start Records shown

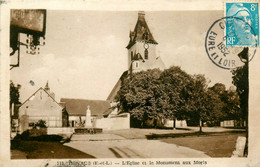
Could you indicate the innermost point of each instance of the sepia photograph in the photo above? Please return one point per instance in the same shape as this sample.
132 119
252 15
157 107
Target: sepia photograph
131 84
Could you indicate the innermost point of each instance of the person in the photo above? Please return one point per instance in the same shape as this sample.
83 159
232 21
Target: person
239 25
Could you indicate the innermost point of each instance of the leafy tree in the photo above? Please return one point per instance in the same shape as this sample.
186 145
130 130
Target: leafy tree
240 80
14 94
175 82
141 95
196 98
230 102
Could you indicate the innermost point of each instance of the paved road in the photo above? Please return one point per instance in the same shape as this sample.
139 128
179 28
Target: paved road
113 146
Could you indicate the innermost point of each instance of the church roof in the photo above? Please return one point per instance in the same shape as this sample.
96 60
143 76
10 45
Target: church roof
49 96
79 107
141 32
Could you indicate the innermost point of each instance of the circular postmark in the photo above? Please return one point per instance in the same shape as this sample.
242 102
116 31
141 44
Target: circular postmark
220 48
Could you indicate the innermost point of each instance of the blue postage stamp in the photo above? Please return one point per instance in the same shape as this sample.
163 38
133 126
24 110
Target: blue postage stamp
242 26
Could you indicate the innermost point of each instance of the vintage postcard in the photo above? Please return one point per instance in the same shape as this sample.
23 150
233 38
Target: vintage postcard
130 83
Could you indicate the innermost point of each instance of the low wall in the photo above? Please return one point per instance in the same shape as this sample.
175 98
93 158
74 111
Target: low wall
64 130
179 123
113 123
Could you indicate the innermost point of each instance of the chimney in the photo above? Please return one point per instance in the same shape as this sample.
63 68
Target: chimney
141 15
47 88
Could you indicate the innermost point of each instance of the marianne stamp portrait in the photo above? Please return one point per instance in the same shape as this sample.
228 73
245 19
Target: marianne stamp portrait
128 86
242 24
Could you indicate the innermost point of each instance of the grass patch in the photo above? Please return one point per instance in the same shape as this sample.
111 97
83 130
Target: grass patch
173 135
46 150
214 146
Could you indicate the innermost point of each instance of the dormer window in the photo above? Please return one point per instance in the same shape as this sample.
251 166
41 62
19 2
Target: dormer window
137 64
146 54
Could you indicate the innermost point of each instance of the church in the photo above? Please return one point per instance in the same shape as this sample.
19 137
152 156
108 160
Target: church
141 52
141 57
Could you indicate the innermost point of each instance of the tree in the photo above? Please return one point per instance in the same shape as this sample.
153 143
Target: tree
229 101
14 94
240 80
141 95
174 83
14 98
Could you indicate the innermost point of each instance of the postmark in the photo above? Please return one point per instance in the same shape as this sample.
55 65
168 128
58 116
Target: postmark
242 28
217 50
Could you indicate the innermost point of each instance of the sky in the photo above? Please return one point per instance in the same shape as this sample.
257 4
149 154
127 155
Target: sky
85 51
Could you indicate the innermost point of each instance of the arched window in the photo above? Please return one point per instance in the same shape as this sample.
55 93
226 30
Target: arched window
146 54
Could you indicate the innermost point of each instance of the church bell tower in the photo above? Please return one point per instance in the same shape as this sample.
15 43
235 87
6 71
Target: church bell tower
142 48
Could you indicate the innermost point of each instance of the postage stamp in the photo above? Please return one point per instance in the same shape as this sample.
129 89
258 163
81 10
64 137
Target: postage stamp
220 54
242 27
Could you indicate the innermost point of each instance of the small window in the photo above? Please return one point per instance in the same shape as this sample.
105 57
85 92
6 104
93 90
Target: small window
146 54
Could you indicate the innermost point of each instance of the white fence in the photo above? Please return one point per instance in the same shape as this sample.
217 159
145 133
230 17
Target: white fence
63 130
179 123
114 123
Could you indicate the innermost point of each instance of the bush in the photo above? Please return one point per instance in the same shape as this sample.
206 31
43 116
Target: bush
38 131
41 123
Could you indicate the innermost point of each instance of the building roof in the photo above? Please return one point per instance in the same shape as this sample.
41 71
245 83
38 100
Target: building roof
98 108
141 32
49 96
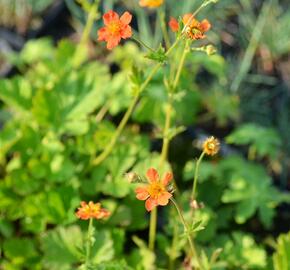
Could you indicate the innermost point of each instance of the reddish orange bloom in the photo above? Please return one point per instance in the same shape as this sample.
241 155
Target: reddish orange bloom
115 28
155 192
173 24
91 210
195 29
150 3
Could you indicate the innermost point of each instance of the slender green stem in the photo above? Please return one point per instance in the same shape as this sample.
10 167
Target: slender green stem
152 228
89 243
194 185
142 43
99 159
173 248
166 139
181 63
161 16
187 232
78 56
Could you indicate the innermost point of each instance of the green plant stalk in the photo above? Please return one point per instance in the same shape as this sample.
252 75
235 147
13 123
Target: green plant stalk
161 16
89 243
152 228
203 5
99 159
181 64
194 184
165 145
77 60
142 43
172 255
186 230
164 154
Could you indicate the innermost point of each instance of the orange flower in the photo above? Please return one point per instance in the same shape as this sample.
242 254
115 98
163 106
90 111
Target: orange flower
173 24
150 3
91 210
155 192
115 28
211 146
195 29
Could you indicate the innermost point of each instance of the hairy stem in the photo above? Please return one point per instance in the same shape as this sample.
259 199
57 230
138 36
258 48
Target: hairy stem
152 228
187 232
196 170
89 243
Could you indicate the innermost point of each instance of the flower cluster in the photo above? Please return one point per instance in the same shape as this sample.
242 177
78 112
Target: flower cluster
155 192
193 28
91 210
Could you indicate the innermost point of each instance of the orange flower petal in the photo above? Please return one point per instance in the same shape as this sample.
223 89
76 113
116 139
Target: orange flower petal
167 178
126 18
110 16
102 34
173 24
141 193
112 42
164 198
205 25
126 32
152 175
150 204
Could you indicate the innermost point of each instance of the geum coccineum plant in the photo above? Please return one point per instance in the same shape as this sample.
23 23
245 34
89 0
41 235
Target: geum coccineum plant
155 192
115 29
90 211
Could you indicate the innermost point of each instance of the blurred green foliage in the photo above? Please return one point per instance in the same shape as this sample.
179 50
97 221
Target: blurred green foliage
56 118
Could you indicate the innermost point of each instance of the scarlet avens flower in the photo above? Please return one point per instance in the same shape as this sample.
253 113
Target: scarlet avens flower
173 24
150 3
195 29
115 28
211 146
91 210
155 192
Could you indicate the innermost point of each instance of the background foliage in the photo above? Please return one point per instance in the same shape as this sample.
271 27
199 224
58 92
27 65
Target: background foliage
55 119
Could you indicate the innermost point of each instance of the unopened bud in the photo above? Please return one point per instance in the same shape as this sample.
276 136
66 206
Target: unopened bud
210 50
195 205
131 177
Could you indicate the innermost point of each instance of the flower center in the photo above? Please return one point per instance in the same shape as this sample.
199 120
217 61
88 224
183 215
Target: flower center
155 189
211 146
114 27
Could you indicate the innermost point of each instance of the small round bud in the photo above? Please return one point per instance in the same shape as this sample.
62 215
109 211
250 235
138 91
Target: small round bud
195 205
211 146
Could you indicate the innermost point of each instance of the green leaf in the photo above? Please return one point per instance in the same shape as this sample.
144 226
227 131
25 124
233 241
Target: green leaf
17 93
19 250
61 247
281 258
159 55
142 258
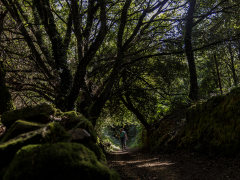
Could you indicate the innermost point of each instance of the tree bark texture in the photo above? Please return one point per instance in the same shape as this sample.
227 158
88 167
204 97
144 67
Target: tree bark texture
193 94
6 102
219 80
129 105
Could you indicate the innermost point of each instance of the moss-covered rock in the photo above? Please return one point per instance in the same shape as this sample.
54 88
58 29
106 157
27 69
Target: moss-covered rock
20 127
70 114
214 125
58 112
98 152
39 113
51 133
79 135
58 161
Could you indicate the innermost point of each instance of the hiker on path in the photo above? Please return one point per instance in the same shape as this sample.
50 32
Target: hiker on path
121 135
125 139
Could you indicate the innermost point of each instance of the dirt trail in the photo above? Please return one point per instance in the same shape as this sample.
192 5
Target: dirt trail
141 165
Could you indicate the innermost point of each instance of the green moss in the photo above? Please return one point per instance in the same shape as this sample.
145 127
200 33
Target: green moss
39 113
213 126
20 127
58 161
87 125
51 133
58 112
98 152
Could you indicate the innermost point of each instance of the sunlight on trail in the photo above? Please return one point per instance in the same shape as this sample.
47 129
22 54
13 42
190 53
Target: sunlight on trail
155 164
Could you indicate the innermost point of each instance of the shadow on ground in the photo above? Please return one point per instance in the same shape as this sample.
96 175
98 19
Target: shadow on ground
142 165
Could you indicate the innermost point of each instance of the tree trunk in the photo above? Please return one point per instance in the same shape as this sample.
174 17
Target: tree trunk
189 52
232 65
219 80
6 102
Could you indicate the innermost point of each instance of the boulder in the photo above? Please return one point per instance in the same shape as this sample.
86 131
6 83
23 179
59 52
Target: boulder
40 113
51 133
79 135
20 127
59 161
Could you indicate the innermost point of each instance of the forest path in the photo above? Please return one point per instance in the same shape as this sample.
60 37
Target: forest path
180 165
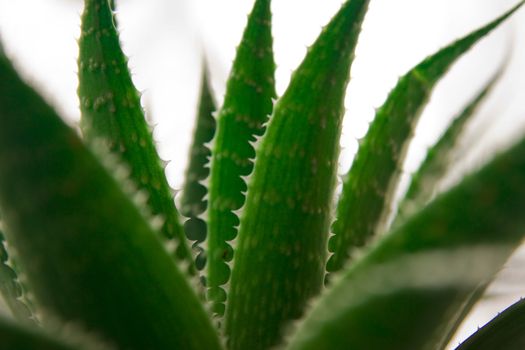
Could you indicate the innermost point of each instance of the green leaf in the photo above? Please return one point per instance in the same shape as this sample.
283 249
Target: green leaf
407 291
505 331
11 288
20 337
193 202
368 187
111 111
247 105
439 157
88 254
281 252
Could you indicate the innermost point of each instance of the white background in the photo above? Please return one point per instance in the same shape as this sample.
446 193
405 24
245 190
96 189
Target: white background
165 40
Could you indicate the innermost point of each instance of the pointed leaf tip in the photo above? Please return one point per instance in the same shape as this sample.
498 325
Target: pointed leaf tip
364 207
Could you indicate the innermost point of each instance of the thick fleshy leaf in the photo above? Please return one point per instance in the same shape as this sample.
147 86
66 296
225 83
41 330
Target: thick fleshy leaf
281 251
247 105
407 291
19 337
193 202
440 156
88 254
111 111
11 289
505 331
368 187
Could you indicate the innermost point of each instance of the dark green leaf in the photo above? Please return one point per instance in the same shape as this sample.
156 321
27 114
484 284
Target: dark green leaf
88 254
281 252
439 157
19 337
10 287
505 331
407 291
368 187
247 105
111 111
193 202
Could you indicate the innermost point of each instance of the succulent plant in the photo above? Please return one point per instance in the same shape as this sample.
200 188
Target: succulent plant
95 254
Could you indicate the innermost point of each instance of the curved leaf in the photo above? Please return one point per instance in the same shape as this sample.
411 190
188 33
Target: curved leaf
11 288
111 111
247 105
281 253
87 252
406 292
364 206
439 157
193 202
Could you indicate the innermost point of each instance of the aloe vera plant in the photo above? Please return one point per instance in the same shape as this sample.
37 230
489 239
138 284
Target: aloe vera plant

end Records shown

> _Task statement_: Reproduce, without any change, the stretch of rows from the line containing "of the succulent" through the end of the rows.

> _Full answer_:
Could you indicate the innermost point of each instance of the succulent plant in the photo above? Please return one point per instance in the same shape as this sample.
200 188
Target: succulent plant
95 254
Could you indicate the innermost point of each instance of the curved leaf in the photo above? Please return one point per instance in the same shape as this sample.
411 190
188 33
Target: curved leaf
11 288
111 111
247 105
281 253
87 252
406 292
364 206
439 157
193 202
Could you indicate the innermost point of each instance of the aloe vera plant in the photo above? Please return one point per instance in the same shape as this sample.
37 230
489 239
138 284
Target: aloe vera plant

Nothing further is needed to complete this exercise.